_SELECTED EXTRACT_
Not what it seems at first
Well... I finally got my paws on the Macallan 1841 Replica...
The Macallan Replicas were an attempt to recreate long-lost whiskies - although I'd worry a bit about the effects of time. As such, a lot of work went into them, not least the packaging, and they've commanded a pretty premium price.
Curiously, despite the limited-ness, the 1841 Replica is worth today pretty much what it was worth a few years back when it was released, unless you buy on eBay, in which case this is a £230 bottle of whisky. Originally, you were looking at £90 a bottle - which is a bit steep, but given the costs of acquiring the original bottles and finding the barrels to achieve the blend (not to mention the rather nice bottle), not to mention the cost of acquiring the original 1841 bottle and... er...
There's a problem here.
You see, some of the original nineteenth century bottles weren't what they seemed to be: they weren't actually hundred-plus-year-old Macallans. They were something created to be sold at auction for a great sum - which indeed they were.
So this, quite possibly, is a replica of a fake.
It's a thoroughly bizarre thing in that it certainly is pretending to be something, but the something that it's pretending to be might also be pretending to be something it's certainly not. Confused yet?
Moving onwards, I feel obliged at this point to expose my general thoughts about the modern Macallan: I find it clinical - very refined, yet entirely lacking in character. While an Islay appears in a kilt and smacks you round the head, the Macallan is at best an anonymous Edinburgh banker and in reality is a note lost on the wind.
Technically, it's excellent, but it's entirely lacking in soul; and with no soul, it's not memorable.

_RECORDS_
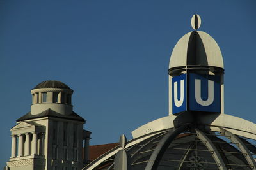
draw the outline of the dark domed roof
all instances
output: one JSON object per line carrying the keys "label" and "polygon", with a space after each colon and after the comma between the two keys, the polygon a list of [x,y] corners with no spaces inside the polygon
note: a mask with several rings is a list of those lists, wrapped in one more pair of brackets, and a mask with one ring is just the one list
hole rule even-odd
{"label": "dark domed roof", "polygon": [[33,89],[41,89],[41,88],[61,88],[61,89],[71,89],[66,84],[56,80],[47,80],[43,81],[38,84]]}

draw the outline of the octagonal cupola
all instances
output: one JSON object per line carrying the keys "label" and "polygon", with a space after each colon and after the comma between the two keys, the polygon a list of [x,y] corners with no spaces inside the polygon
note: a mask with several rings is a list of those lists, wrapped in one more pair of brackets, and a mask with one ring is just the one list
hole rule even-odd
{"label": "octagonal cupola", "polygon": [[61,81],[43,81],[35,87],[31,93],[32,115],[39,114],[47,109],[62,115],[69,115],[72,112],[71,98],[73,90]]}

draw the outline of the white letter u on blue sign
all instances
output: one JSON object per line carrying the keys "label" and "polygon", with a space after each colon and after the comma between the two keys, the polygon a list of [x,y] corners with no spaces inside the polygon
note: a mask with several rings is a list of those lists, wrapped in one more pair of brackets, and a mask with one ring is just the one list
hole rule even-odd
{"label": "white letter u on blue sign", "polygon": [[184,102],[184,80],[180,80],[180,98],[178,99],[178,82],[174,82],[174,103],[175,104],[176,107],[180,107]]}
{"label": "white letter u on blue sign", "polygon": [[195,79],[195,97],[197,103],[203,106],[211,105],[214,100],[214,81],[208,80],[208,99],[203,100],[201,96],[201,80]]}

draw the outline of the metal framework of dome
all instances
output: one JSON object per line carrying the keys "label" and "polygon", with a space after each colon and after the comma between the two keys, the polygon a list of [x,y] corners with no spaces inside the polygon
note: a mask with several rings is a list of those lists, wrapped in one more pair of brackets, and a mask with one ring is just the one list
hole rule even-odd
{"label": "metal framework of dome", "polygon": [[[195,15],[191,25],[195,31],[182,37],[174,48],[169,82],[172,85],[173,78],[183,78],[183,81],[195,74],[202,75],[204,79],[220,78],[219,84],[214,85],[220,87],[218,93],[221,96],[212,102],[218,103],[216,107],[221,108],[218,111],[189,110],[189,105],[184,110],[176,111],[173,107],[180,106],[171,103],[168,116],[135,129],[132,132],[134,139],[127,142],[124,148],[121,145],[125,145],[120,142],[120,146],[102,155],[83,169],[114,169],[116,167],[115,162],[121,164],[117,167],[122,168],[115,168],[118,170],[256,169],[256,124],[224,113],[221,53],[211,36],[197,31],[200,24],[199,15]],[[208,82],[211,81],[213,80]],[[189,82],[186,85],[189,86]],[[173,85],[170,87],[172,102]],[[122,150],[127,157],[117,156]]]}

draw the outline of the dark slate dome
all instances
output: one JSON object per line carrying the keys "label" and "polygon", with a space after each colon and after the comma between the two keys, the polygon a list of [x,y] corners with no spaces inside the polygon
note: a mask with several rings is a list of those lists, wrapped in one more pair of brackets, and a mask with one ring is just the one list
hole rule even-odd
{"label": "dark slate dome", "polygon": [[33,89],[41,88],[61,88],[71,89],[67,85],[56,80],[47,80],[43,81],[36,85]]}

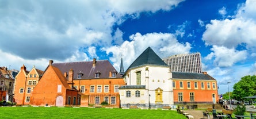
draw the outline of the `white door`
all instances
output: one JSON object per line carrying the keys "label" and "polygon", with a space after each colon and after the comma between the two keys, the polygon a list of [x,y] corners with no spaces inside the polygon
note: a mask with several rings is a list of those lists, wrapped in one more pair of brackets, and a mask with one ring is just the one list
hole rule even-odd
{"label": "white door", "polygon": [[56,98],[56,106],[63,106],[63,97],[58,96]]}

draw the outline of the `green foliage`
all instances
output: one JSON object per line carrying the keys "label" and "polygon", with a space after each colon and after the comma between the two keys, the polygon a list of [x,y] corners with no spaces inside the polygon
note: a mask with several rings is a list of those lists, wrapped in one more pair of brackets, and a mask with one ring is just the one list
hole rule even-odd
{"label": "green foliage", "polygon": [[256,95],[256,75],[244,76],[233,87],[233,97],[238,101],[243,98]]}
{"label": "green foliage", "polygon": [[101,105],[108,105],[108,103],[107,102],[106,102],[106,101],[103,101],[103,102],[101,102]]}
{"label": "green foliage", "polygon": [[1,118],[179,118],[176,110],[121,109],[88,108],[2,107]]}
{"label": "green foliage", "polygon": [[243,116],[246,110],[246,108],[244,105],[242,107],[238,105],[236,108],[234,110],[234,113],[237,116]]}

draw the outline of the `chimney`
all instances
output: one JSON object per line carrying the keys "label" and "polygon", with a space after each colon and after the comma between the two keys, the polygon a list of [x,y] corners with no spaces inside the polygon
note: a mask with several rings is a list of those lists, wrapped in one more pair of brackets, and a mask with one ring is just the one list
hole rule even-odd
{"label": "chimney", "polygon": [[93,59],[93,67],[95,67],[96,66],[96,59],[94,58]]}
{"label": "chimney", "polygon": [[74,71],[73,69],[70,69],[68,72],[68,82],[73,82]]}
{"label": "chimney", "polygon": [[22,70],[26,71],[26,67],[24,66],[24,64],[23,64],[23,66],[21,67],[21,70]]}
{"label": "chimney", "polygon": [[52,64],[52,63],[54,63],[54,60],[49,60],[49,65],[51,66]]}

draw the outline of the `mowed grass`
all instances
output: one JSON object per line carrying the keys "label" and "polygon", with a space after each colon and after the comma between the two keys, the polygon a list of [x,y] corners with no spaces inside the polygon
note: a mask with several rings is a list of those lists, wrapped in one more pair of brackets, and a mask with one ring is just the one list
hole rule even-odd
{"label": "mowed grass", "polygon": [[0,118],[174,118],[186,117],[174,110],[87,108],[0,107]]}

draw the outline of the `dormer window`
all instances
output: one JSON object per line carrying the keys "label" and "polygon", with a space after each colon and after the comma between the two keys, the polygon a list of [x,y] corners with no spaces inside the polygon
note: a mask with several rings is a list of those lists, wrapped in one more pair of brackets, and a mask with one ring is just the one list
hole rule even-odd
{"label": "dormer window", "polygon": [[101,74],[99,73],[99,72],[95,73],[95,78],[100,78],[100,74]]}
{"label": "dormer window", "polygon": [[116,72],[112,72],[111,73],[111,77],[112,77],[112,78],[116,77]]}

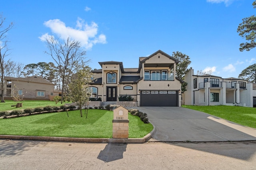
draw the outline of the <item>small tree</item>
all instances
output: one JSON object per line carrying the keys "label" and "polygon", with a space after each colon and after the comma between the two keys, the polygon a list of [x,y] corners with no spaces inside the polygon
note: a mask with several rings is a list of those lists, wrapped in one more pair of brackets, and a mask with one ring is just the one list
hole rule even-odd
{"label": "small tree", "polygon": [[45,39],[48,51],[45,51],[52,57],[56,64],[56,68],[60,74],[61,81],[61,104],[62,103],[64,88],[68,86],[67,80],[74,71],[81,68],[89,61],[85,61],[84,50],[81,43],[72,40],[69,37],[66,40],[56,39],[53,35]]}
{"label": "small tree", "polygon": [[4,27],[5,18],[0,14],[0,80],[1,82],[1,102],[4,102],[4,58],[9,55],[9,49],[7,47],[8,41],[6,39],[7,33],[13,27],[13,23],[11,22],[6,27]]}
{"label": "small tree", "polygon": [[[188,71],[187,69],[188,66],[191,63],[191,61],[190,60],[190,58],[188,55],[179,51],[172,52],[172,57],[180,61],[180,62],[176,65],[176,76],[182,79],[185,74]],[[184,92],[186,90],[186,86],[187,85],[188,83],[186,82],[184,82],[182,84],[182,92]]]}
{"label": "small tree", "polygon": [[72,77],[71,83],[69,85],[71,100],[76,102],[79,108],[81,117],[83,117],[82,107],[89,102],[90,97],[90,92],[88,88],[92,82],[91,77],[93,75],[91,70],[91,68],[88,66],[78,70]]}

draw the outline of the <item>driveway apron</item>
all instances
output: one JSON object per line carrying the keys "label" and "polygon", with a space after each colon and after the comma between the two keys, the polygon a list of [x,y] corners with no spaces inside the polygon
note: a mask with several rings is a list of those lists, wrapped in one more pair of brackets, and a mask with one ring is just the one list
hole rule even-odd
{"label": "driveway apron", "polygon": [[140,107],[156,131],[151,141],[227,141],[256,140],[256,129],[204,112],[180,107]]}

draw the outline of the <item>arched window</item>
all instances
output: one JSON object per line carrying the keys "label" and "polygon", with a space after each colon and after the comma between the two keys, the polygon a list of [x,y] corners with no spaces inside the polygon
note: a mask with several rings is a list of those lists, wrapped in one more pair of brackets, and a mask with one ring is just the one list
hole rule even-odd
{"label": "arched window", "polygon": [[116,73],[110,72],[107,74],[107,83],[116,83]]}
{"label": "arched window", "polygon": [[94,87],[89,87],[88,88],[89,94],[90,95],[90,98],[98,98],[98,88]]}
{"label": "arched window", "polygon": [[124,90],[132,90],[132,86],[126,86],[124,87]]}

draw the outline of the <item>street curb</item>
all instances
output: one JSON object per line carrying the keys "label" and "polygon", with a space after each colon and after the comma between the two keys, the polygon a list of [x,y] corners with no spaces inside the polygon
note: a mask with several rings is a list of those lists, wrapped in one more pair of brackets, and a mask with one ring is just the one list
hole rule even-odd
{"label": "street curb", "polygon": [[64,137],[52,137],[35,136],[20,136],[0,135],[2,139],[24,140],[30,141],[48,141],[82,142],[88,143],[143,143],[148,141],[152,137],[156,128],[154,125],[153,130],[142,138],[83,138]]}

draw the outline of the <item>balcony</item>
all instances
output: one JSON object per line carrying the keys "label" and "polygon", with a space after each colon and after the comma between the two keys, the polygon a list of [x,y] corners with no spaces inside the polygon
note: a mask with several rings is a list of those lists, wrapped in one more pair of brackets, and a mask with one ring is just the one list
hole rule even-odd
{"label": "balcony", "polygon": [[[201,82],[199,83],[199,88],[204,88],[204,84],[206,82]],[[210,87],[222,87],[222,82],[220,82],[219,83],[210,83]]]}
{"label": "balcony", "polygon": [[173,81],[174,80],[173,74],[169,75],[166,74],[152,73],[144,75],[144,81]]}

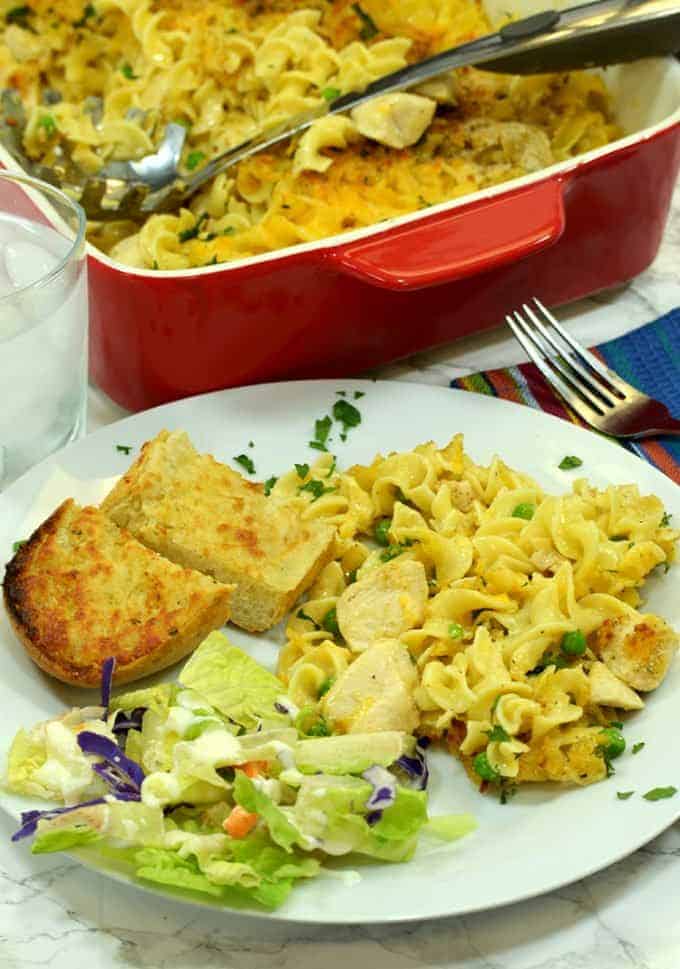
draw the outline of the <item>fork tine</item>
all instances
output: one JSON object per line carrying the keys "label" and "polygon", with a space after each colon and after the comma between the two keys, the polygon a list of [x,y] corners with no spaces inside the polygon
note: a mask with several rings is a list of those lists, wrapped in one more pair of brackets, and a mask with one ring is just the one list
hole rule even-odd
{"label": "fork tine", "polygon": [[533,342],[529,328],[519,313],[514,314],[514,319],[512,316],[507,315],[505,321],[520,344],[524,347],[529,359],[536,364],[547,382],[558,391],[574,413],[578,414],[587,424],[596,422],[602,416],[602,411],[590,404],[589,401],[579,397],[569,384],[563,380],[559,371],[554,370],[548,361],[541,356],[536,344]]}
{"label": "fork tine", "polygon": [[564,341],[564,343],[566,343],[566,345],[573,351],[573,354],[580,362],[587,364],[591,370],[594,370],[595,373],[599,374],[603,380],[610,384],[613,390],[617,391],[619,394],[622,394],[624,397],[628,396],[631,392],[634,394],[638,393],[634,387],[632,387],[629,383],[626,383],[626,381],[619,377],[617,373],[614,373],[613,370],[610,370],[609,367],[606,367],[603,363],[601,363],[594,353],[591,353],[590,350],[586,350],[586,348],[582,347],[580,343],[577,343],[577,341],[574,340],[574,338],[564,329],[564,327],[558,323],[550,310],[543,305],[538,297],[534,296],[532,302],[538,307],[541,313],[543,313],[545,319],[550,323],[552,328]]}
{"label": "fork tine", "polygon": [[612,406],[608,400],[606,403],[603,403],[604,395],[601,395],[601,398],[603,398],[601,399],[592,394],[588,388],[588,385],[582,383],[580,378],[575,375],[568,366],[564,365],[563,358],[561,356],[555,357],[550,353],[549,350],[546,350],[541,344],[541,341],[536,338],[536,334],[532,328],[519,312],[515,312],[515,321],[521,326],[522,330],[524,331],[524,335],[531,340],[534,349],[537,351],[539,356],[541,356],[543,362],[550,368],[552,372],[552,382],[555,382],[554,377],[557,375],[560,377],[562,382],[566,383],[572,392],[576,393],[576,395],[585,404],[588,404],[596,414],[604,416],[608,408]]}
{"label": "fork tine", "polygon": [[[579,388],[581,387],[581,382],[583,382],[588,390],[595,396],[596,400],[599,398],[599,400],[601,400],[602,403],[604,403],[607,407],[613,407],[614,404],[619,400],[616,392],[613,391],[608,384],[603,386],[598,379],[597,374],[594,374],[592,370],[588,369],[588,367],[582,366],[578,358],[573,354],[570,354],[569,351],[565,351],[564,347],[560,346],[559,342],[552,335],[548,327],[541,322],[540,318],[530,306],[523,303],[522,309],[534,324],[534,327],[536,328],[538,334],[540,334],[543,342],[558,354],[557,360],[554,360],[554,355],[550,353],[550,350],[546,350],[545,347],[541,347],[545,353],[545,356],[548,357],[551,363],[558,363],[560,369],[564,371],[565,375],[568,376]],[[536,343],[540,345],[541,340],[536,339],[535,333],[532,335],[534,336]],[[573,373],[571,371],[573,371]],[[578,377],[581,378],[580,381],[577,379]]]}

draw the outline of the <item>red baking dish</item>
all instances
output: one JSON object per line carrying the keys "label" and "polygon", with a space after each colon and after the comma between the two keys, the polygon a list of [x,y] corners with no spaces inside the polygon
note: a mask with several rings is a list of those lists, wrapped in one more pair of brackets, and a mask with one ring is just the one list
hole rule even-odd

_YOUR TASK_
Update the Macallan review from "The Macallan Replicas" up to and including "pretty premium price.", putting "forgotten whiskies" in place of "long-lost whiskies". The items above come from a different source than the text.

_ANSWER BOX_
The Macallan Replicas were an attempt to recreate forgotten whiskies - although I'd worry a bit about the effects of time. As such, a lot of work went into them, not least the packaging, and they've commanded a pretty premium price.